> _Excerpted records_:
####

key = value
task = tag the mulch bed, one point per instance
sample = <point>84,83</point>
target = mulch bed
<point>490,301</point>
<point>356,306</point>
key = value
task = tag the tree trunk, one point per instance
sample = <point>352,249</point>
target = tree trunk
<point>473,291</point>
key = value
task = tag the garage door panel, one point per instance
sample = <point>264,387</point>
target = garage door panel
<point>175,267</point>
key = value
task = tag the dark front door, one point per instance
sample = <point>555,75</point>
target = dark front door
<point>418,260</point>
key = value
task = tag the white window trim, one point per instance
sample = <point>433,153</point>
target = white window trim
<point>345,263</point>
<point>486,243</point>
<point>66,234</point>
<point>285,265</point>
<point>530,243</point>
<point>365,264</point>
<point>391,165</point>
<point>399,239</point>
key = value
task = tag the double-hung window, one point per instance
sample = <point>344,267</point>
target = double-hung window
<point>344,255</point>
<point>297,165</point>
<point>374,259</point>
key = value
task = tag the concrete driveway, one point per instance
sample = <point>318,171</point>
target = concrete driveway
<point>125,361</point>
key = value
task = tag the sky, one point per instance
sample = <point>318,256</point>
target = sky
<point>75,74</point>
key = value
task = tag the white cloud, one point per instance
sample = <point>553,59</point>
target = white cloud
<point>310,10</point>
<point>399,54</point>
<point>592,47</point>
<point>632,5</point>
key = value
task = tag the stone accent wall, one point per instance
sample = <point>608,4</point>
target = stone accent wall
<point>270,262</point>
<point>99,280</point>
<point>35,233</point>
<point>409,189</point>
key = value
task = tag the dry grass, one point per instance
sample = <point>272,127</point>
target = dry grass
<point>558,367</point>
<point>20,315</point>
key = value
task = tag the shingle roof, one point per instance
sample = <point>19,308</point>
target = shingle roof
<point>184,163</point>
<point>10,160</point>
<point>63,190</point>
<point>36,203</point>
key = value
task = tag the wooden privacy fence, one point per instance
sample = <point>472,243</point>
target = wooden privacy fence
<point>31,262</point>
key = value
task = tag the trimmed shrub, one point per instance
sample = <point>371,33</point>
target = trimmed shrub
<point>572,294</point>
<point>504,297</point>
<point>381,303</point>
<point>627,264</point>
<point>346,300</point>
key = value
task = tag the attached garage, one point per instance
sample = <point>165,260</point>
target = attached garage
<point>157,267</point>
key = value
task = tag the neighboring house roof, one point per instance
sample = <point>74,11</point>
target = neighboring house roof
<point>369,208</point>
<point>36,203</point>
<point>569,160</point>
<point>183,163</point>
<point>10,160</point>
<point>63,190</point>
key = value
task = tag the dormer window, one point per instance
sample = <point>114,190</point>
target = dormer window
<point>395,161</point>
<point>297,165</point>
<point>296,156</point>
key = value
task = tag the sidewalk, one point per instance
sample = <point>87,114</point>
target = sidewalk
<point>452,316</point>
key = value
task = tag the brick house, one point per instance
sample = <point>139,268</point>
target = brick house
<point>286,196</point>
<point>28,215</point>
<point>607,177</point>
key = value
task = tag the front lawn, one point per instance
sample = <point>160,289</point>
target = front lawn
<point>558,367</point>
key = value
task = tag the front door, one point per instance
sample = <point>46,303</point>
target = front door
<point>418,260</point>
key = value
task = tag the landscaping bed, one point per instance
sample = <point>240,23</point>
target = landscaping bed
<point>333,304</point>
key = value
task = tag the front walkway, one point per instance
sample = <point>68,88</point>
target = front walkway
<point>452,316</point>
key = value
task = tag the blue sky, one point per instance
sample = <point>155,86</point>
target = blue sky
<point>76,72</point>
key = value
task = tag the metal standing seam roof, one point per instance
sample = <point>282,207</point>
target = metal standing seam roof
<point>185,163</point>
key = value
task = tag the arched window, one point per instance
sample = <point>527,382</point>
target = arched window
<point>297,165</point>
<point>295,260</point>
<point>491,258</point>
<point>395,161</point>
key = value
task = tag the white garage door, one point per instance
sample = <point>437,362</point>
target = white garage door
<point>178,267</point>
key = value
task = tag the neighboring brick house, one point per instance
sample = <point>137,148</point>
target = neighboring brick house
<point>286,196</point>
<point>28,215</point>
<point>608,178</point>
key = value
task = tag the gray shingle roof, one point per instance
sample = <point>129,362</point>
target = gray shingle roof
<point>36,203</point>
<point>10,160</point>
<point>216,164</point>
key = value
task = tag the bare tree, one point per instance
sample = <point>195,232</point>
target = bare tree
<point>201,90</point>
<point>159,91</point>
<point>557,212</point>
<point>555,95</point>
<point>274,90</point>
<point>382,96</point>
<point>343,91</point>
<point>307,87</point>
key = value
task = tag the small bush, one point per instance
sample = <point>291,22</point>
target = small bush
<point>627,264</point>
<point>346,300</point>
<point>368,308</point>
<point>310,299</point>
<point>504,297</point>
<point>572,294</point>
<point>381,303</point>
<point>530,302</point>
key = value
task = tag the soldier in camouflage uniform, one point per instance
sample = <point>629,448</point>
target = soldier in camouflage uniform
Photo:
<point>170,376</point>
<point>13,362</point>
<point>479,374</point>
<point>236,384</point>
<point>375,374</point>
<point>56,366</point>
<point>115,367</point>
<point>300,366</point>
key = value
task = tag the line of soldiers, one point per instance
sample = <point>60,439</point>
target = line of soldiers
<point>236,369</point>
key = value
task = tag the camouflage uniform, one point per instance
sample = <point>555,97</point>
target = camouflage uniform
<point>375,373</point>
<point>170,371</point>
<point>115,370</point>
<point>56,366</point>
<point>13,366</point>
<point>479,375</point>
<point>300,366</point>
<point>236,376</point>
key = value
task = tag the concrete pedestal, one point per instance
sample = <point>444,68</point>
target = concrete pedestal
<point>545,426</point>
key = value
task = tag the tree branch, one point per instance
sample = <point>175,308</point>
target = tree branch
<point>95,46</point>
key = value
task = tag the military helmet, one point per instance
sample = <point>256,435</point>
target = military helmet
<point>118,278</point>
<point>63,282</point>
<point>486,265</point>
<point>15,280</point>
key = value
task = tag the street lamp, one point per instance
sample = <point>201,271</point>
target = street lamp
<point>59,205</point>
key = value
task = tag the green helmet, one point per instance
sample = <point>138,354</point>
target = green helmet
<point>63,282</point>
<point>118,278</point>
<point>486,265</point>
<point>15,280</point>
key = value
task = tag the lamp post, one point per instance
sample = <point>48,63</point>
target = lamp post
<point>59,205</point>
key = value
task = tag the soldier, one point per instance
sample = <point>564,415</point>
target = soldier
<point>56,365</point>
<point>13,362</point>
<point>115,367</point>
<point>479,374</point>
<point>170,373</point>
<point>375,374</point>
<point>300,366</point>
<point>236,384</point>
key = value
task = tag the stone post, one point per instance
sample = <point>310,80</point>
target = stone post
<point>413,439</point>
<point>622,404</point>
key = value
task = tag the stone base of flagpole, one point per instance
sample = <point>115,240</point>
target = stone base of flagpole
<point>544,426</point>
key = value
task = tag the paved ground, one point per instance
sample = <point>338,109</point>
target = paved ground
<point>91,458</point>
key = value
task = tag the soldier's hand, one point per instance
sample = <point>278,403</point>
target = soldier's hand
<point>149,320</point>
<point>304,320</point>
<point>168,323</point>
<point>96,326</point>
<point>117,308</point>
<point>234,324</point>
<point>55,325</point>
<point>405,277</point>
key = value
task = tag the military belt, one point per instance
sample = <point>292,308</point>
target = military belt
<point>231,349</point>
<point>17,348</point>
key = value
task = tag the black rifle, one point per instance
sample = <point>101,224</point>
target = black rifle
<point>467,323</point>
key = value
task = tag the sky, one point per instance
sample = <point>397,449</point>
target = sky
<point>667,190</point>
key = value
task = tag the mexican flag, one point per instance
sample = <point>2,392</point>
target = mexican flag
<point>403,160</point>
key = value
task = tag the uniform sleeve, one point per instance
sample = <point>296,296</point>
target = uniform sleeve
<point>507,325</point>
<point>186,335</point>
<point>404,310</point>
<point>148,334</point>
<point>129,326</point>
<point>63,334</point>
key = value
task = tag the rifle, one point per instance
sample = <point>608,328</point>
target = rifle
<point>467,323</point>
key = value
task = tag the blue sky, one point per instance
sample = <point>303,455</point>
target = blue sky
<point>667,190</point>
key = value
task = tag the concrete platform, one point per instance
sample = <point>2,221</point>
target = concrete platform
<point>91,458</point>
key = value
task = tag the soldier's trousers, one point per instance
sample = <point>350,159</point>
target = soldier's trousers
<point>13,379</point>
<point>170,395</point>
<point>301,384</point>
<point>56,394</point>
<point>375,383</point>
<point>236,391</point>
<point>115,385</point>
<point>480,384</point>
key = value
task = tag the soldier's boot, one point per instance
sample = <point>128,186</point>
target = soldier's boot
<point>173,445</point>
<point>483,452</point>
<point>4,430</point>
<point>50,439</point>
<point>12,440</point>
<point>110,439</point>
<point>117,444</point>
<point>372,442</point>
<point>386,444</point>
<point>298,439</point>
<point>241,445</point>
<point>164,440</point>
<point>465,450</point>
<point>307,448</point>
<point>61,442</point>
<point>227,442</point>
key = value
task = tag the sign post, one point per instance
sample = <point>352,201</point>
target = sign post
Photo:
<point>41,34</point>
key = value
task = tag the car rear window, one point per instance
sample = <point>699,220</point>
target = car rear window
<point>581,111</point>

####

> _Written request_:
Pull every line from the records above that contains the string "grass". Case counts.

> _Output below_:
task = tag the dry grass, one point per instance
target = dry grass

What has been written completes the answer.